→ TASKS AND EXERCISES
a) In the text about slaughterhouse automation, how many reported cases and deaths had Denmark had?
b) Write what follows in the text about slaughterhouse automation, continuing after its last sentence.

These days, DMRI is still innovating. Its scientists and engineers are working on integrating powerful computer vision, deep learning, and virtual simulation technologies like those used in the automotive and warehouse industries into meat processing. If it were up to Hinrichsen, the slaughterhouse of the future would abolish the repetitive work of the production line altogether. Instead, a single human and a single robot would work together in a “production cell” to completely break down one pig at a time. The robot would change knives and other tools as needed, and its human operator would be there if it got stuck. Each human hint to get it unstuck would be fed back into the algorithms running the robot, so that it would get smarter over time. String together a few hundred production cells throughout a meat processing plant, and you could achieve outputs that meet today’s standards without people ever having to brush shoulders.

But even with such a radical paradigm shift, Hinrichsen says, he’s not sure technology alone can prevent pathogens like SARS-CoV-2 from spreading through slaughterhouses and other workplaces. For that, you need a strong health care system, one that allows people to stay home from work when they’re sick and not worry about losing their jobs and their insurance coverage. You also need strong national leadership in the face of a crisis. He credits the Danish government with moving early to enact stay-at-home orders, which so far have limited the nation’s reported cases to 11,000, with just 551 deaths, according to the World Health Organization.

(Stored entries)
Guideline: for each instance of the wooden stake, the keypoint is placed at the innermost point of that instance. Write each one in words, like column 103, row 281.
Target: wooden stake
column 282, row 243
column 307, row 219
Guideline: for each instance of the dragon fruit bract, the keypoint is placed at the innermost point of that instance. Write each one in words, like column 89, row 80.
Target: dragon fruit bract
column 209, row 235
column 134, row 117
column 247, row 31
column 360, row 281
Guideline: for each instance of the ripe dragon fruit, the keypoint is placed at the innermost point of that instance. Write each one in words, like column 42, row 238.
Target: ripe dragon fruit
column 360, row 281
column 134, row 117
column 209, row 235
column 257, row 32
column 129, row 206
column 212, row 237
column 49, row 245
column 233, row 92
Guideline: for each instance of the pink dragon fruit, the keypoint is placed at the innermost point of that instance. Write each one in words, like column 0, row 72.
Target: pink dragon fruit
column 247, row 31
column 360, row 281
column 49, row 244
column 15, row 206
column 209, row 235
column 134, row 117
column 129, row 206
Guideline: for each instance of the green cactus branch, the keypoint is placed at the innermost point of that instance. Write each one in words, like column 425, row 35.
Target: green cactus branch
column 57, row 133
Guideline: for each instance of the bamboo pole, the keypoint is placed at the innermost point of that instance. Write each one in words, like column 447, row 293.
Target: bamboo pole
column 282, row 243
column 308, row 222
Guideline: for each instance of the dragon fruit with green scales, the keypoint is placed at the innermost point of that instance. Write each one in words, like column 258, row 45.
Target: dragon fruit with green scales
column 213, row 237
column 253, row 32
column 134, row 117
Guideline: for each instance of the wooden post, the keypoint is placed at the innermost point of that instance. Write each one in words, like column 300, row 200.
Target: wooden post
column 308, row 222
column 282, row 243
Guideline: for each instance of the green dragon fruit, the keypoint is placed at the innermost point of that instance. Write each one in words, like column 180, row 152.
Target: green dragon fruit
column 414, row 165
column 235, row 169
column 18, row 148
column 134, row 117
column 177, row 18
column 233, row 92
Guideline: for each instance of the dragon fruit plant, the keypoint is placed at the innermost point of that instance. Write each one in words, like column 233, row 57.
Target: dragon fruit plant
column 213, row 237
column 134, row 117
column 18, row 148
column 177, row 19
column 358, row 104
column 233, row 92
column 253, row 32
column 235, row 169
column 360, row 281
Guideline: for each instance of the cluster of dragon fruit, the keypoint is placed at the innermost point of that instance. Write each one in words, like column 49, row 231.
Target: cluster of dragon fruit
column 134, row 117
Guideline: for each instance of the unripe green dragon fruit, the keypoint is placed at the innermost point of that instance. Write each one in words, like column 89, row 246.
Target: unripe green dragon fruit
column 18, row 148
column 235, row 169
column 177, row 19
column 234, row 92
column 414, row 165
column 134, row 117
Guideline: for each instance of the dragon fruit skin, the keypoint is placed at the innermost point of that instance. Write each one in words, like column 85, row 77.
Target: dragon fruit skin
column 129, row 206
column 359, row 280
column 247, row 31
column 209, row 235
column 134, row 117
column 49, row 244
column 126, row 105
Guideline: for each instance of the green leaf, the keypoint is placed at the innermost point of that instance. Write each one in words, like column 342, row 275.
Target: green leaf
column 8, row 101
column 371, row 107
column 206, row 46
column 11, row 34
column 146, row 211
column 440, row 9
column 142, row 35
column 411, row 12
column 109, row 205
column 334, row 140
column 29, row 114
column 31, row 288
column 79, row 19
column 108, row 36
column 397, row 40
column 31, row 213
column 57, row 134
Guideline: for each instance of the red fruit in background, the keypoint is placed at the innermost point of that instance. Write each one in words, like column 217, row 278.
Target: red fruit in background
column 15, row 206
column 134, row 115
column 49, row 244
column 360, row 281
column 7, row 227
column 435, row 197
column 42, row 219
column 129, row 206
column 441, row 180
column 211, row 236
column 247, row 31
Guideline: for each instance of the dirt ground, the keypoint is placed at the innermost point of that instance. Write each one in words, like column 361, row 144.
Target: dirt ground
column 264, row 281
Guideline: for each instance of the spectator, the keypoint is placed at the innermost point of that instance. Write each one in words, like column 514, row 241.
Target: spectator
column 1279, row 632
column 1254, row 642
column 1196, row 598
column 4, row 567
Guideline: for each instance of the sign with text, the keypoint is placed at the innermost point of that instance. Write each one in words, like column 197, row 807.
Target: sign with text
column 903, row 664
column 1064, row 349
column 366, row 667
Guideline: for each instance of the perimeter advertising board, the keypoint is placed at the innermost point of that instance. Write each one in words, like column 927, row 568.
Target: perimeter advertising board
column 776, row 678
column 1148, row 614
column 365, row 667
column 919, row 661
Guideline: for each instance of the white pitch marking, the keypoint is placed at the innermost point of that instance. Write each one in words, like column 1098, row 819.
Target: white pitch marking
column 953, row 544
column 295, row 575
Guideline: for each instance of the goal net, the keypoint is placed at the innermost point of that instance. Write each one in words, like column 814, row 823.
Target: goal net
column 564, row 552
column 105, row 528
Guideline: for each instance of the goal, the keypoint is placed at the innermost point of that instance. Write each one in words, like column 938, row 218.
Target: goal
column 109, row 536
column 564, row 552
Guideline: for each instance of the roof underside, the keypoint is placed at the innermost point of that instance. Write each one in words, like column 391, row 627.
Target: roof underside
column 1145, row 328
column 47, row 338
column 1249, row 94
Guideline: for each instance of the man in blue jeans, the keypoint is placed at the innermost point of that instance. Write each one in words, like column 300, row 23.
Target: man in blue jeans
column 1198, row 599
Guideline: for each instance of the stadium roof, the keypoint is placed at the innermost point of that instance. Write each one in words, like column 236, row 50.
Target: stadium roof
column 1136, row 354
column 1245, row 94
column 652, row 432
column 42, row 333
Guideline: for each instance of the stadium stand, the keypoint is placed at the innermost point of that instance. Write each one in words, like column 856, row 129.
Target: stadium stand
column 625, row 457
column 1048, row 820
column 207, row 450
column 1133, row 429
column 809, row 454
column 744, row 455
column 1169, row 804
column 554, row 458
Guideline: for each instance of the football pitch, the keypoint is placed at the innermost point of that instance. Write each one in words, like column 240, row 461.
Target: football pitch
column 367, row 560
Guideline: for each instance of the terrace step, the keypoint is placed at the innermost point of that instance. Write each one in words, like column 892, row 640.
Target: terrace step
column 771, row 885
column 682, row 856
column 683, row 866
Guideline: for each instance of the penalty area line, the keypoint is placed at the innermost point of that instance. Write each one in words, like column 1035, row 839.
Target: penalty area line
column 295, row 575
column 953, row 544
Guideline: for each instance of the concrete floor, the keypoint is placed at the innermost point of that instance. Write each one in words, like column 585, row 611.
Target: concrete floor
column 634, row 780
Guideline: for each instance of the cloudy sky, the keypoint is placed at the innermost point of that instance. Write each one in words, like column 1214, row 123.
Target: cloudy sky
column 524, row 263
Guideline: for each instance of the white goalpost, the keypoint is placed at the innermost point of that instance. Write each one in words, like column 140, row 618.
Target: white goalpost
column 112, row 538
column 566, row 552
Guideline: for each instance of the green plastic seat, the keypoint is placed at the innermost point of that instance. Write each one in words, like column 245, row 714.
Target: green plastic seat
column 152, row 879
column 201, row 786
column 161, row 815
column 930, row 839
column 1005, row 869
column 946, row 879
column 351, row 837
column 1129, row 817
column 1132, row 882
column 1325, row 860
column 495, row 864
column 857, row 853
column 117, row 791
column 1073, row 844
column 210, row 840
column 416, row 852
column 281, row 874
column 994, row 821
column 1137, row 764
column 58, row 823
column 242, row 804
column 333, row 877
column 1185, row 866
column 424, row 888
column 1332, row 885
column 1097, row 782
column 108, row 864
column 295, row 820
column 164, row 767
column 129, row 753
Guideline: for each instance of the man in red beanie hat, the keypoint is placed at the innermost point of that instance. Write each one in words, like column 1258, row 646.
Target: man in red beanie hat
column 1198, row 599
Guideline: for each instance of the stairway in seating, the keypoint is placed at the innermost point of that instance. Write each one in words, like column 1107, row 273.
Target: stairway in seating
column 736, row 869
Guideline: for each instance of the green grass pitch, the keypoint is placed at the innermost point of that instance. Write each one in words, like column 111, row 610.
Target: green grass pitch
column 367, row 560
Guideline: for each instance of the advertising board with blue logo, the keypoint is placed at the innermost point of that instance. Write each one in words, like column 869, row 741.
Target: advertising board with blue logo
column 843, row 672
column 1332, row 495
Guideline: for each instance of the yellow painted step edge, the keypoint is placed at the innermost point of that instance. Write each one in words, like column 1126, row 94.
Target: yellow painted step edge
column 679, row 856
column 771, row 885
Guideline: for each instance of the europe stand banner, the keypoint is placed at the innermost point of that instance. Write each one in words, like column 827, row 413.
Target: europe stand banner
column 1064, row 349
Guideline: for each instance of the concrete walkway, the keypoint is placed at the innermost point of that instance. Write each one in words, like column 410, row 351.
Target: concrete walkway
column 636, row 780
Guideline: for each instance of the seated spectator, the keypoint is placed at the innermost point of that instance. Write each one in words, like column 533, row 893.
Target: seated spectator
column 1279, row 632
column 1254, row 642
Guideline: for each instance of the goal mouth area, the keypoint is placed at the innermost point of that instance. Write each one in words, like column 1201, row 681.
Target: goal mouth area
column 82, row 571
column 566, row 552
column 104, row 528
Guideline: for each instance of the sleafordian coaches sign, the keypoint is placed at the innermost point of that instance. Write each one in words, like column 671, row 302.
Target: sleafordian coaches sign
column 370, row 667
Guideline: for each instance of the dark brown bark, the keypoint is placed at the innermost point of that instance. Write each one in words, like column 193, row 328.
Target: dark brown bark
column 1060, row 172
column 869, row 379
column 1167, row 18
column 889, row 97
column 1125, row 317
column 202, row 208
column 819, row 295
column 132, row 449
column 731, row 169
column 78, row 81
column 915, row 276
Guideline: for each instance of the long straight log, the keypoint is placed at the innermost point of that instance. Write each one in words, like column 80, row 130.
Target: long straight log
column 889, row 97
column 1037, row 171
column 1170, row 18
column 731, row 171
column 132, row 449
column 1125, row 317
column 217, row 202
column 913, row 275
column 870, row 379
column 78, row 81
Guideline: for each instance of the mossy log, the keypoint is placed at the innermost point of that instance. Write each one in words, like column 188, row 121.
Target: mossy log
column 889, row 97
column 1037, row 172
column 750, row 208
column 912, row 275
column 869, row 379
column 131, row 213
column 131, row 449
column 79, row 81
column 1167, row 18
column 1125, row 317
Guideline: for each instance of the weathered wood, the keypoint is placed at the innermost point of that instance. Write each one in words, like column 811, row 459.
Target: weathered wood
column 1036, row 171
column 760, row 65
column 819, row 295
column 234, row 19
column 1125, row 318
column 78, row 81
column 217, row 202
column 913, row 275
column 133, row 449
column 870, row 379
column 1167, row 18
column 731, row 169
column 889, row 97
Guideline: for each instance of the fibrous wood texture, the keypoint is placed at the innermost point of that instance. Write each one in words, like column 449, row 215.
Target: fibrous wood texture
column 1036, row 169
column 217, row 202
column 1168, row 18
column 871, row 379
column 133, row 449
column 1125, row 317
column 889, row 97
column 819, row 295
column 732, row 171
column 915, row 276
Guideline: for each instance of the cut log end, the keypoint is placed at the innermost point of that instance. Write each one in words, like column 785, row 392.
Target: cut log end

→ RESPONSES IN ORDER
a) Denmark had 11,000 reported cases and 551 deaths, according to the World Health Organization.

b)
In the US, by contrast, more than 1.5 million people have tested positive for the coronavirus, and 95,000 have died. An executive order signed by President Trump in April made meat a “scarce and critical material essential to the national defense,” which encouraged meat processors to stay open and eased legal liability if their workers got sick. Hinrichsen says the spikes of infection inside US slaughterhouses may have less to do with automation, per se, and more to do with a system that treats workers as expendable. “If you don’t invest in the people working at your facilities, you’ll see these situations arise over and over again,” says Hinrichsen. “There are lots of bugs out there worse than this coronavirus. And you have to think about: When something like this hits your plant, who’s going to pay? If you don’t share the risk and you don’t go in and fight it together, you’re going to wind up in a dangerous situation.”

Just based on the math, installing a robot or two might make a meatpacking plant safer. Fewer people equals a lower risk of infection. But the bigger impact really comes from the knock-on effects of automation; sophisticated equipment requires a sophisticated workforce, one that can’t be so easily exploited, especially during a pandemic.